→ **STATED PROBLEM**
Skip every line before the one containing "glass facade, which", then copy that line and the rest of the entries below exactly, through the last line.

→ **DATA PROVIDED**
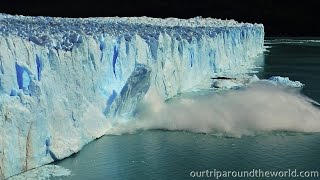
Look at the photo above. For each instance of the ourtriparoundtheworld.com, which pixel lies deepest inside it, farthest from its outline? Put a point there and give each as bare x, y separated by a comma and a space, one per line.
254, 173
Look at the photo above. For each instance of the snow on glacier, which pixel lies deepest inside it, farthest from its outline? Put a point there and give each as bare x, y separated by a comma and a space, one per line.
63, 81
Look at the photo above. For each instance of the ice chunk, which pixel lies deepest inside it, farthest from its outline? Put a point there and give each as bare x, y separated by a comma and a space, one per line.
70, 78
286, 81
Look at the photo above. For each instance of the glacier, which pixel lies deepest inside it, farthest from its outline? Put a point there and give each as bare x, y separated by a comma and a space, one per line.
64, 82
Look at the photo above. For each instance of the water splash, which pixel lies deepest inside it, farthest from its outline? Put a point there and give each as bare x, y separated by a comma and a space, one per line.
259, 107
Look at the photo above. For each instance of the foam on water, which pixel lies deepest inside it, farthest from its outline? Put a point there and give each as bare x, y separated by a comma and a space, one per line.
43, 173
259, 107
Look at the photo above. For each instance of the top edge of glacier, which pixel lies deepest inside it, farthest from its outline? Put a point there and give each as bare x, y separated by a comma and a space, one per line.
64, 33
166, 22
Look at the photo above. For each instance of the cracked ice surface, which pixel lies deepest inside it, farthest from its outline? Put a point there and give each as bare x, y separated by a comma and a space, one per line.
63, 81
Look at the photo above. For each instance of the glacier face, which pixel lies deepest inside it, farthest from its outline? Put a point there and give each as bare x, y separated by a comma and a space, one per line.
64, 81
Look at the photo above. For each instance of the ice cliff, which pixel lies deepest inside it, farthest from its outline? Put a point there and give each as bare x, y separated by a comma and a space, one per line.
64, 81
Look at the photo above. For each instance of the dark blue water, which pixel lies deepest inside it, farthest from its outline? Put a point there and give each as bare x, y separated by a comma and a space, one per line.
174, 154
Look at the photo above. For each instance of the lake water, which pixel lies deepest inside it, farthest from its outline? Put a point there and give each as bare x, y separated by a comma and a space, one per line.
159, 154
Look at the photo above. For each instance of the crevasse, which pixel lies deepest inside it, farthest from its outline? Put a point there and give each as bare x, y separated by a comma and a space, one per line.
63, 81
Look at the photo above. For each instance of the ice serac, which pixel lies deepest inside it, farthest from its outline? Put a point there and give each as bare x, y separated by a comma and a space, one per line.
63, 82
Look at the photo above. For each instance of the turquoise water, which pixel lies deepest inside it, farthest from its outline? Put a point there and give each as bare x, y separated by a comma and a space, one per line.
159, 154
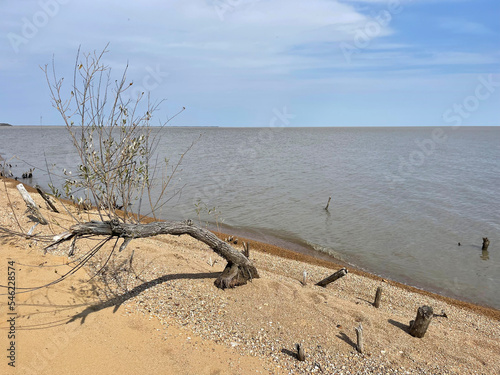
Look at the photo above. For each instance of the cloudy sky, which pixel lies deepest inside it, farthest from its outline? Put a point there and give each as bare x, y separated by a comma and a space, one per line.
238, 62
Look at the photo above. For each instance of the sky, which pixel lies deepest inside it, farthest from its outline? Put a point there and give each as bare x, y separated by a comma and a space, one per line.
251, 62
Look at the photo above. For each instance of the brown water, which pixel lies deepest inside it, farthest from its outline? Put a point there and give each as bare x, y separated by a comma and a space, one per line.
402, 199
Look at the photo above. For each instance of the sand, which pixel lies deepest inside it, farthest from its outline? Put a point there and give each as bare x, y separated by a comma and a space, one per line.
162, 314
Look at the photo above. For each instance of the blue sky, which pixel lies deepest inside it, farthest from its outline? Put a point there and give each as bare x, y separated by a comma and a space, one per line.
237, 62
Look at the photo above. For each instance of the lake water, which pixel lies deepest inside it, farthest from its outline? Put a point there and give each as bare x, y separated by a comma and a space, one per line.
402, 198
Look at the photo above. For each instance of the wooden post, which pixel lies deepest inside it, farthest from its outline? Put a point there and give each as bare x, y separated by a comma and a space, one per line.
332, 277
328, 204
246, 249
359, 336
378, 296
46, 198
486, 243
419, 326
30, 203
304, 278
301, 355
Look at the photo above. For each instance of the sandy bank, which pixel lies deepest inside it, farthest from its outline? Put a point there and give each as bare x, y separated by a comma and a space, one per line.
162, 314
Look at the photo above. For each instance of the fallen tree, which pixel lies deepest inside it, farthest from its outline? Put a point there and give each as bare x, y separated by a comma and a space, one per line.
239, 268
120, 169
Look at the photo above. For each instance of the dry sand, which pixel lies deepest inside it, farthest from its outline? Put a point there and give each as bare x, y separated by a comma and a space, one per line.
163, 315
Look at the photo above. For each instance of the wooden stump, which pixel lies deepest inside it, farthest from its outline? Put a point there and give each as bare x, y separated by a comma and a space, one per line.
30, 203
486, 243
301, 355
332, 277
304, 278
378, 296
246, 249
359, 336
328, 204
419, 326
46, 198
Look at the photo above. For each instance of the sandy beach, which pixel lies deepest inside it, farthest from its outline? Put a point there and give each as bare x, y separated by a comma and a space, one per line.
162, 314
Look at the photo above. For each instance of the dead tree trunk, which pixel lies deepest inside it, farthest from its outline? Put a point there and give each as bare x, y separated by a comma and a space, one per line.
238, 271
332, 278
419, 326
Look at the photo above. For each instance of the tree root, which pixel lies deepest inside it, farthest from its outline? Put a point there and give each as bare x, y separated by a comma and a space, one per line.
234, 275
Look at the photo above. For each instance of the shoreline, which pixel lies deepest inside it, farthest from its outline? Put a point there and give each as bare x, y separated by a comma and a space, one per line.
164, 308
313, 257
334, 264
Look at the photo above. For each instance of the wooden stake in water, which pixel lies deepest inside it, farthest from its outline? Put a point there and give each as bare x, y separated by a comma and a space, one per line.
332, 277
328, 204
378, 296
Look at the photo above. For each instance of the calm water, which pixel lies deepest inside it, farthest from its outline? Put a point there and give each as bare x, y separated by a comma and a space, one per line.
402, 198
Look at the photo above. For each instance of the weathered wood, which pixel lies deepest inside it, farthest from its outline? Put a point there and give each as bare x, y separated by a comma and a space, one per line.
378, 296
46, 198
239, 268
301, 355
328, 204
359, 336
330, 279
246, 249
486, 243
419, 326
30, 203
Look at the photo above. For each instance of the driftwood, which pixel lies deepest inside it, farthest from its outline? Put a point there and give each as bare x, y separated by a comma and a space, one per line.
46, 198
301, 355
30, 203
419, 326
359, 336
246, 249
239, 268
332, 277
378, 296
486, 243
328, 204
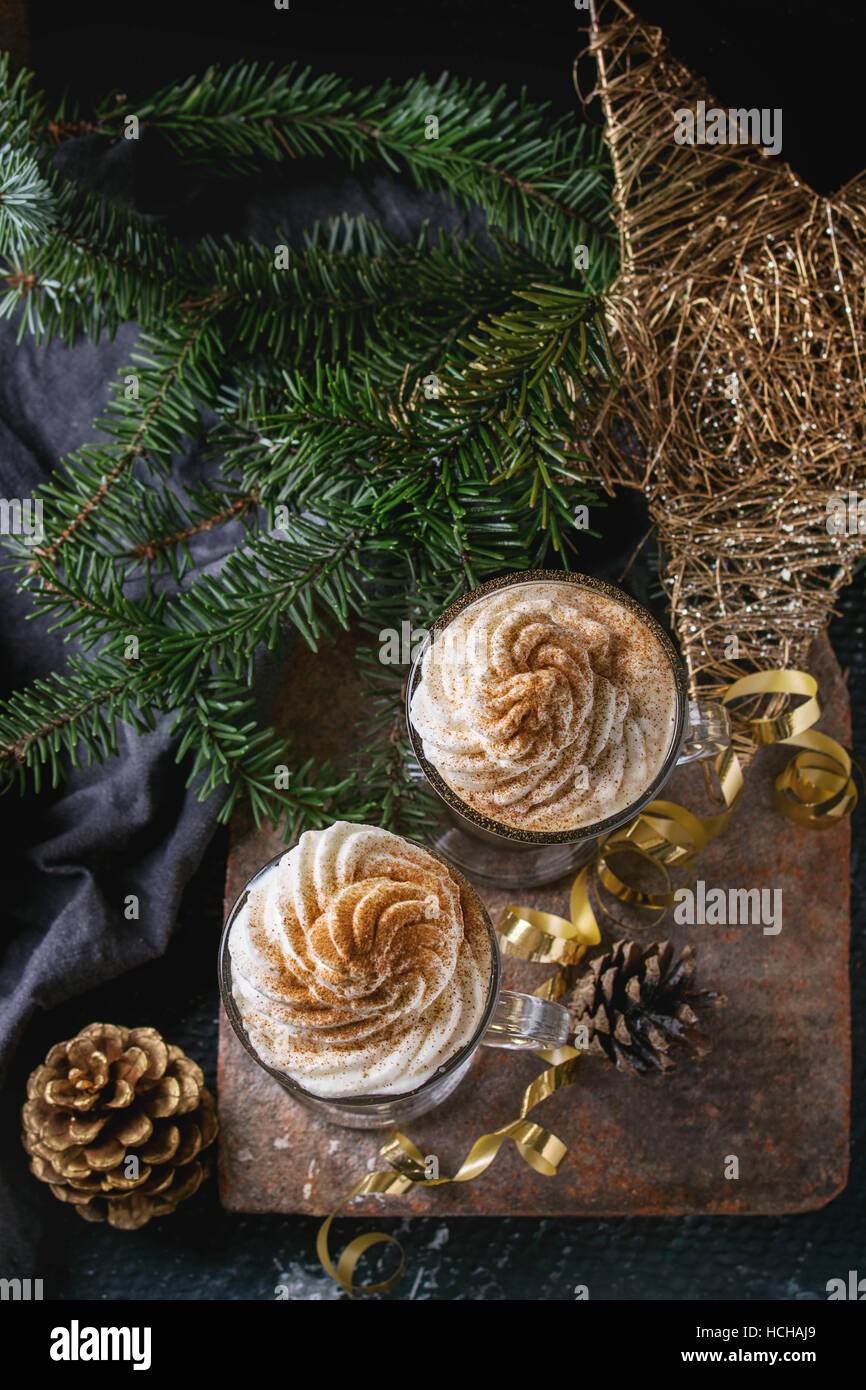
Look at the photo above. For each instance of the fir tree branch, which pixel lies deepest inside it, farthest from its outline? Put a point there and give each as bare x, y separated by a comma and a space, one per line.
531, 174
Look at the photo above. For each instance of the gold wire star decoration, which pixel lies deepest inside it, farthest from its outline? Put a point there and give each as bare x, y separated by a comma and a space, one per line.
738, 314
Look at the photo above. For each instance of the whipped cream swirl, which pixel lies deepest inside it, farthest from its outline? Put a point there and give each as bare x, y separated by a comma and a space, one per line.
359, 963
545, 706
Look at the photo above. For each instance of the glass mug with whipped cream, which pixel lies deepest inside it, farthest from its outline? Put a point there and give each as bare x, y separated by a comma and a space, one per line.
363, 973
546, 709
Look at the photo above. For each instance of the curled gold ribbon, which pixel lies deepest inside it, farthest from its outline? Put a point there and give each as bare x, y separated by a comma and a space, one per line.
545, 937
815, 790
541, 1150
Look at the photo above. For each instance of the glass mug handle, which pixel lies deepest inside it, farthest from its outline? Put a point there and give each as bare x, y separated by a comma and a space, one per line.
526, 1020
708, 731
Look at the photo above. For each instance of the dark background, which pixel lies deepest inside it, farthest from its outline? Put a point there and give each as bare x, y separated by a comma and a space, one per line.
801, 57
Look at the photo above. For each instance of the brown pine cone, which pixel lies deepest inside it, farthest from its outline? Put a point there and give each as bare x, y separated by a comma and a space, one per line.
116, 1122
637, 1002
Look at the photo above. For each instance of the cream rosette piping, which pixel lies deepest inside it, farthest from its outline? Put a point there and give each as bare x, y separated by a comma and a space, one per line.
357, 963
524, 715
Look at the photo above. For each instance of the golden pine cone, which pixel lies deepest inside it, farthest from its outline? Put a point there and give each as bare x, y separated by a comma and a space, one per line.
637, 1002
116, 1122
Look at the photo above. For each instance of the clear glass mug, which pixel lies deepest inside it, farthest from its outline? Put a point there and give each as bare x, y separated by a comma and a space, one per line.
508, 856
509, 1020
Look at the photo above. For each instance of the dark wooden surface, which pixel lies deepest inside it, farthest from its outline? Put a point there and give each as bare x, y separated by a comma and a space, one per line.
774, 1091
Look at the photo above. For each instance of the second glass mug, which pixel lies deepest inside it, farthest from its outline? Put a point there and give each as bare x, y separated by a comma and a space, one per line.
509, 1020
508, 856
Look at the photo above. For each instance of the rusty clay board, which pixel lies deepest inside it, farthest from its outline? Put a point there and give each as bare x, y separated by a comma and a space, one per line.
774, 1090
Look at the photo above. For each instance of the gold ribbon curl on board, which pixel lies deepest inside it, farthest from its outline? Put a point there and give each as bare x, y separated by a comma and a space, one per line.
815, 790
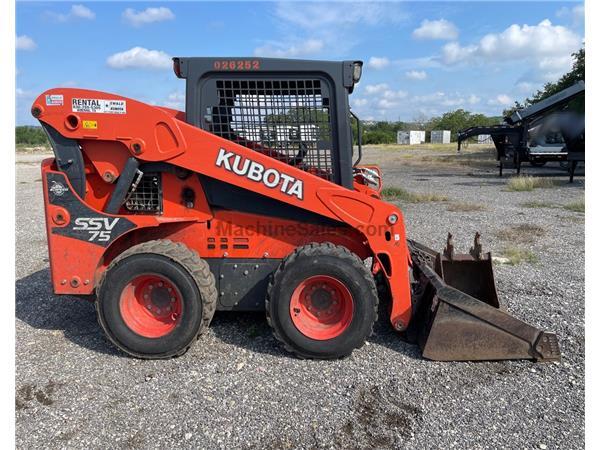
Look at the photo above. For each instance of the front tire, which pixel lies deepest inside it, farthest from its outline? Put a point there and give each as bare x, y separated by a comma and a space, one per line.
322, 302
155, 299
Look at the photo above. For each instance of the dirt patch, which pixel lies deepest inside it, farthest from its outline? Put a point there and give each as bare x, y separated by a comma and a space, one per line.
528, 183
398, 194
523, 233
30, 392
465, 207
578, 206
380, 420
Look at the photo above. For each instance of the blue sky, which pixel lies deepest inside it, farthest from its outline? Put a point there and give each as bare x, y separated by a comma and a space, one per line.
421, 58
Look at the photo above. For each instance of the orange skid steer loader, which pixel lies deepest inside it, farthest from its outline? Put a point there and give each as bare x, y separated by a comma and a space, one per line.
252, 199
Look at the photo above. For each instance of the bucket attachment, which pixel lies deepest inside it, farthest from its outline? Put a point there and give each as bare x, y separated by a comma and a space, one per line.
457, 315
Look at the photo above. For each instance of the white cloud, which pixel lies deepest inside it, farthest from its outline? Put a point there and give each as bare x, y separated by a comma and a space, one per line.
23, 94
547, 46
416, 74
76, 12
278, 50
82, 12
24, 42
391, 99
501, 99
526, 87
378, 63
436, 29
149, 15
376, 88
140, 58
576, 14
359, 101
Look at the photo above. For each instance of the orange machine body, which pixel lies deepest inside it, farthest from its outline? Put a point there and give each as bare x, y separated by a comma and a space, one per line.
83, 238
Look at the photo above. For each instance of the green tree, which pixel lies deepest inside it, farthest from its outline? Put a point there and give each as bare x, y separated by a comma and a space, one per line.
577, 73
28, 135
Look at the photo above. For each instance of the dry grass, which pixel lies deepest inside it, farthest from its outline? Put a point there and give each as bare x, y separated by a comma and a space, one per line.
399, 194
465, 207
578, 206
528, 183
522, 233
516, 255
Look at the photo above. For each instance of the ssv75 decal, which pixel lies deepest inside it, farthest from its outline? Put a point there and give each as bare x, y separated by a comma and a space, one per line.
99, 228
255, 171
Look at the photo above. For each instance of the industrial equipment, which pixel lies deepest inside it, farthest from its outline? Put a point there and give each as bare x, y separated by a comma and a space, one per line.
252, 199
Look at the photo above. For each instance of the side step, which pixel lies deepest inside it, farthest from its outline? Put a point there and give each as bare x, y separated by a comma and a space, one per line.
456, 314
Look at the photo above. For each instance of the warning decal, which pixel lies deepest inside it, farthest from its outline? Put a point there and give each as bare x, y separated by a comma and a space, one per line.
96, 105
54, 99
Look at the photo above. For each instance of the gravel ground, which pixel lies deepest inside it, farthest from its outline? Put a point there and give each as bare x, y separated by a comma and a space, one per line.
236, 388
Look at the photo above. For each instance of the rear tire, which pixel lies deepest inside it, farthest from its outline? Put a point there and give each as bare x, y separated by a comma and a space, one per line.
322, 302
155, 299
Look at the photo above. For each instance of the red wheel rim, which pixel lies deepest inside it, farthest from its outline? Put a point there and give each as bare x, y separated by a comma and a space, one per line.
321, 307
151, 305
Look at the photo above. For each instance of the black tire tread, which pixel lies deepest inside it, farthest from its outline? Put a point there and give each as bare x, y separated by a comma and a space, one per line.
197, 267
317, 249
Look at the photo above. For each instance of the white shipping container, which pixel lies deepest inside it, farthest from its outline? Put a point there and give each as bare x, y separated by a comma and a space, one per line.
412, 137
484, 139
440, 137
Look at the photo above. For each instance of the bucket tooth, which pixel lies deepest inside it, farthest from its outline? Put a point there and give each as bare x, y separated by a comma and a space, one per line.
476, 251
457, 316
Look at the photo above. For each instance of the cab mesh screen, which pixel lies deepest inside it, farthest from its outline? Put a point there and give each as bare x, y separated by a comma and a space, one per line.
286, 119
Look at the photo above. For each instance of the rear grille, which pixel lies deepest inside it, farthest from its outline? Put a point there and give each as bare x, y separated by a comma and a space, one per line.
287, 119
146, 196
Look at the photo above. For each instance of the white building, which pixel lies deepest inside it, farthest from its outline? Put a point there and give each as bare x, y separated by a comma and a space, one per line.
410, 137
440, 137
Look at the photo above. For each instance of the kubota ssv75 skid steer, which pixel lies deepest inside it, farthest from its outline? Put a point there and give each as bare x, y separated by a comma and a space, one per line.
252, 199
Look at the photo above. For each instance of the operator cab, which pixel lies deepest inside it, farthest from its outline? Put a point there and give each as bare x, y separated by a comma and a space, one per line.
295, 111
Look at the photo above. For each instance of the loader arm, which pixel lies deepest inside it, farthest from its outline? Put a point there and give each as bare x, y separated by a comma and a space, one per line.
155, 135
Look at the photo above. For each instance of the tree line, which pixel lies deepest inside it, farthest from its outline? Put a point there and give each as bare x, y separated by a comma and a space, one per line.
386, 132
383, 132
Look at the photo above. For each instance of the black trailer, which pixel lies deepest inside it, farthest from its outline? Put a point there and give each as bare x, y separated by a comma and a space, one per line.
545, 131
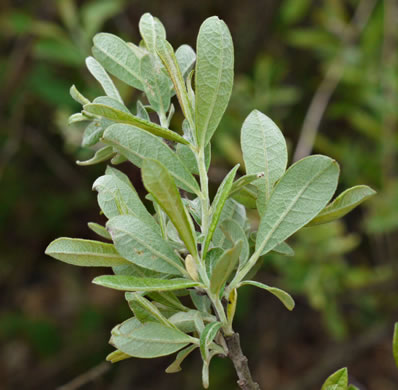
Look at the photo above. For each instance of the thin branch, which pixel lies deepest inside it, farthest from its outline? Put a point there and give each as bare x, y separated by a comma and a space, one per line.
240, 362
331, 80
87, 377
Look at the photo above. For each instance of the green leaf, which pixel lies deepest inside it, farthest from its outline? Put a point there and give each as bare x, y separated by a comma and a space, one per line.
185, 153
224, 268
160, 184
337, 381
176, 365
103, 78
77, 96
217, 206
145, 310
100, 230
116, 197
343, 204
283, 296
156, 83
118, 59
213, 77
395, 344
227, 234
166, 54
119, 116
117, 356
140, 244
264, 150
151, 30
100, 155
207, 337
186, 58
137, 146
300, 194
148, 340
85, 253
132, 283
284, 249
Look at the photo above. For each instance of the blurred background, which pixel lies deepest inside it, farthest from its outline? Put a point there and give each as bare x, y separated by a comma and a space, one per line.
326, 71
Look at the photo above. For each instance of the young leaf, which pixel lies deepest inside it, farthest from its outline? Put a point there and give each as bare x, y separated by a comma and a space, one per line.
100, 155
137, 146
213, 77
131, 283
85, 253
283, 296
224, 267
140, 244
103, 78
148, 340
151, 30
166, 54
160, 184
100, 230
337, 381
218, 204
176, 365
207, 337
119, 116
118, 59
156, 83
264, 150
115, 197
343, 204
300, 194
395, 344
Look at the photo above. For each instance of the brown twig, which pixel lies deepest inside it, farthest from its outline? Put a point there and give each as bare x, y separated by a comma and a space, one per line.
332, 78
87, 377
240, 362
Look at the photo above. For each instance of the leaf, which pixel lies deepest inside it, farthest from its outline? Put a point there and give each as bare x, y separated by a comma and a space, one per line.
217, 206
140, 244
300, 194
166, 53
337, 381
103, 78
137, 146
186, 58
151, 30
160, 184
227, 234
148, 340
343, 204
284, 249
395, 344
100, 230
100, 155
264, 150
77, 96
117, 356
118, 59
145, 310
213, 77
176, 365
283, 296
132, 283
116, 197
224, 268
186, 155
156, 84
85, 253
119, 116
207, 337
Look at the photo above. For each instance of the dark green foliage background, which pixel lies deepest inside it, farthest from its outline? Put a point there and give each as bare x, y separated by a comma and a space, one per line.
54, 324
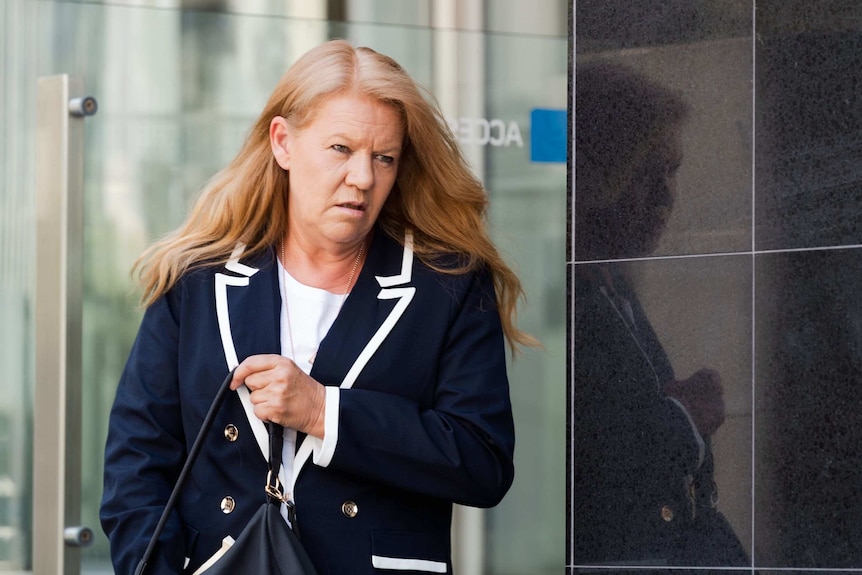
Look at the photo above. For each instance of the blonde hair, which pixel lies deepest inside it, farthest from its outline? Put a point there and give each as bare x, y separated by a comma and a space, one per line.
435, 193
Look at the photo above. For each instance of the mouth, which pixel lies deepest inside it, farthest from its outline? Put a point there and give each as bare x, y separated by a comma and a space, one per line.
356, 206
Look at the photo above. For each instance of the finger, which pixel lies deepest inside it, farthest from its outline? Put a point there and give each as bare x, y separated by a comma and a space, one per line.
251, 365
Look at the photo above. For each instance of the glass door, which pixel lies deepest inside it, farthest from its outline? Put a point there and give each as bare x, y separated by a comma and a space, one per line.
177, 90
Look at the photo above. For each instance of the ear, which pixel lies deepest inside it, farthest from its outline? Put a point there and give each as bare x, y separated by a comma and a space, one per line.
279, 141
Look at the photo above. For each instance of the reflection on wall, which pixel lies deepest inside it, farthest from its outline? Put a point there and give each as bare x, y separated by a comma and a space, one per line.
784, 318
809, 190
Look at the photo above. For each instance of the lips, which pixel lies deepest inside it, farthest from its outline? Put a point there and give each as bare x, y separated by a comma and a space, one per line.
359, 206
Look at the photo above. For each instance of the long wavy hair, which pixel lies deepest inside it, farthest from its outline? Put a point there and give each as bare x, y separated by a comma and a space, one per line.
435, 193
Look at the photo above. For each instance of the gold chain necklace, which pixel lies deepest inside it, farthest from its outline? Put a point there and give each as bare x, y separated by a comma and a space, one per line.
284, 294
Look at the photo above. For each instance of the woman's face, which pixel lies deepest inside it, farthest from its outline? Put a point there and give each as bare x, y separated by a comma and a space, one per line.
342, 165
646, 204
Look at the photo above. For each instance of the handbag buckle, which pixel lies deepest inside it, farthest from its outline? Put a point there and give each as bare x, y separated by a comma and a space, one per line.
273, 487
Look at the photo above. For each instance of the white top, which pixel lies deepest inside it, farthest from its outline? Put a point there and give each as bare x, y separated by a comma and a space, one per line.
312, 312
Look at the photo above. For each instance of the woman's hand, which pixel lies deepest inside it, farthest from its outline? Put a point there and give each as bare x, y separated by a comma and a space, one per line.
283, 393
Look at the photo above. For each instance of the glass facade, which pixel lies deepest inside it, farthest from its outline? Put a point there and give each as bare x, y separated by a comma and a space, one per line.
178, 84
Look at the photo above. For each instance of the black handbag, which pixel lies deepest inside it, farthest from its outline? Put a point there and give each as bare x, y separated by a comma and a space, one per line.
267, 544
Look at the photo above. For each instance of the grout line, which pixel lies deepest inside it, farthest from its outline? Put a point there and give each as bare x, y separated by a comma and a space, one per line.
751, 252
753, 275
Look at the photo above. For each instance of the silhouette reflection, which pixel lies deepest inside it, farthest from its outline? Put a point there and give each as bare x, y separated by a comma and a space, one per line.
643, 469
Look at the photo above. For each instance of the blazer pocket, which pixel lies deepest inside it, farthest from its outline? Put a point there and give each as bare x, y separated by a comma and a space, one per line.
406, 552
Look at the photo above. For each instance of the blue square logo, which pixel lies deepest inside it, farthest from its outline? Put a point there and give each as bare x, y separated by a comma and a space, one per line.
548, 134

→ **CORRECT RESPONSE**
Look at the photo above. For each instance of the glass facade, which pixel lies deepest inside it, farthest from its outline? Put a point there and give each as bare x, y separated by a comma and a space, one per line.
178, 84
Look at the photo above. For each instance of the black handbag, which pixel lies deepest inside it, farthest from its outline? Put a point there and give each as bare x, y separated by a comma and a space, one per line.
267, 544
Look at the photo above. For each instance of the grout line, which pixel lies deepest inside it, farthest from its outline? Put a point there and give each as bare x, y separated by a comma and a space, one per line.
751, 252
753, 275
Look at the photo above. For each instance of the silhouette reflection, which pixel lies deepest inside it, farthest from its outline? Put a point there and give each as bare x, y separated by a comma and a space, one per line.
643, 469
Look at the photo above. For each instance of the blazer pocket, which pixel lies deepest inside it, farthest from its outline? Put a point there and give each as bare x, y separated by a comma and a space, one per line.
406, 552
Look at the photo above. For each instance of the blue square logo, which pixel lies deepest inside it, farthest from its outline? Put a point there and give each as bare x, y separated by a comma and a space, one per line.
548, 134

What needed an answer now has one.